• [Text passage]
*-*-*
By Fia Darroch, guest contributor
On the evening of September 23, 2022, visitors to UCLA’s Franklin D. Murphy Sculpture Garden will experience an unusual shift in atmosphere. Internationally renowned cellist Antonio Lysy will perform J.S. Bach’s six suites for solo cello inside a monolithic steel artwork sculpture by Richard Serra, the T.E.U.C.L.A. (Torqued Ellipse).
This fusion of eighteenth-century music with minimalist contemporary visual art is a juxtaposition of art forms, meant to enhance the viewer’s experience of both. The Franklin D. Murphy sculpture garden is a place for both repose and scrutiny, where eyes, ears, and minds wander freely, enriching the inquisitive nature of learning. On the evening of September 23, passers-by will be encouraged to stop and experience Bach’s intimate confessions, to enter Serra’s sculpture while Lysy plays, to listen from outside the sculpture, or to view from the balcony of the Broad Art Center.
The concept for this performance came out of necessity during the pandemic, during which time practice rooms, classrooms, and performance halls at UCLA were closed. Lysy, who is a professor of cello performance at The UCLA Herb Alpert School of Music, suggested to his master’s cello students that they bring their instruments inside the Serra sculpture to experience its favorable acoustics and find inspiration. Lysy himself has always been an advocate of pushing performances beyond the proverbial stage, to extend the reach of classical music by re-contextualizing it and stimulating a fresh perspective.
“Live music can, should, and must be experienced in diverse ways to reawaken the senses,” said Lysy. “Classical music is often chained to purist codes of behavior because of its hallowed status and traditions. Add to that the rapid proliferation of recorded and filmed performances, which for many has reached a point of saturation.” Lysy continues to emphasize the commercial angle of these traditions, focused on selling theatre tickets and thus confining classical music to the specially-built concert hall.
Bach composed his cello suites approximately three hundred years ago. Profoundly devoted to the church, Bach’s work became influenced by Lutheran reforms that increased his awareness of the power of communicating spiritually and accessibly to an entire congregation through music. Among the first series of pieces written for the cello alone, the suites are distinctive as being some of the first compositions that Bach wrote for a secular audience. “Music appeals to intellect and passions,” wrote Martin Luther. It is a deceptively simple statement for a complex truth that underlies Bach’s works as a composer, said by many to manifest the mind, the body, and the soul.
Commissioned by Eli Broad and installed in 2006, the T.E.U.C.L.A. by innovative and distinguished American sculptor Richard Serra stands out in The Franklin D. Murphy sculpture garden among artists such as Henry Moore, Auguste Rodin, and Alexander Calder. Formidable in its visage, the sculpture can be entered and explored as a space of its own. Its sheer size and elegant design compel investigation of its shape and form. Once inside this seemingly simple structure, it activates a transmutable power to redirect time, space, and the context of those who interact with it.
The sculpture incorporates the viewer, the curvature of the towering steel plate acting as a placeholder to delineate the space one can move inside of and around. Time and space stand reliant on the viewer’s focus and desire to remain inside the resonant space, its inner walls allowing for vibrations of the sounds within to be amplified while muffling the noises of the urban bustle outside. The cello, a resonant body of its own, enhances this effect once inside the sculpture. With an irregular cone-like shape, the T.E U.C.L.A. acts as an amplifier, releasing Bach’s suites into the surrounding garden.
*-*-*
• [Work item A] In the article on Lysy's Bach performance, reproduce the part that opens with the words containing "Bach composed his" and closes with "and the soul.".
• [Work item B]
Answer from the article on Lysy's Bach performance:
(i) On what date will the performance take place?
(ii) At which school is Lysy a professor of cello performance?
(iii) In what year was the T.E.U.C.L.A. installed?
• [Work item C] List every kind of space at UCLA that the article on Lysy's Bach performance says was closed during the pandemic.

• [Data provided]
*-*-*
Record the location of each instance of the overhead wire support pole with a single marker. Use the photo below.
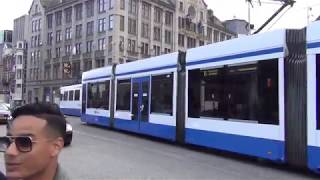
*-*-*
• [Written solution A]
Bach composed his cello suites approximately three hundred years ago. Profoundly devoted to the church, Bach’s work became influenced by Lutheran reforms that increased his awareness of the power of communicating spiritually and accessibly to an entire congregation through music. Among the first series of pieces written for the cello alone, the suites are distinctive as being some of the first compositions that Bach wrote for a secular audience. “Music appeals to intellect and passions,” wrote Martin Luther. It is a deceptively simple statement for a complex truth that underlies Bach’s works as a composer, said by many to manifest the mind, the body, and the soul.

• [Written solution B]
(i) September 23, 2022
(ii) The UCLA Herb Alpert School of Music
(iii) 2006

• [Written solution C] Practice rooms, classrooms, performance halls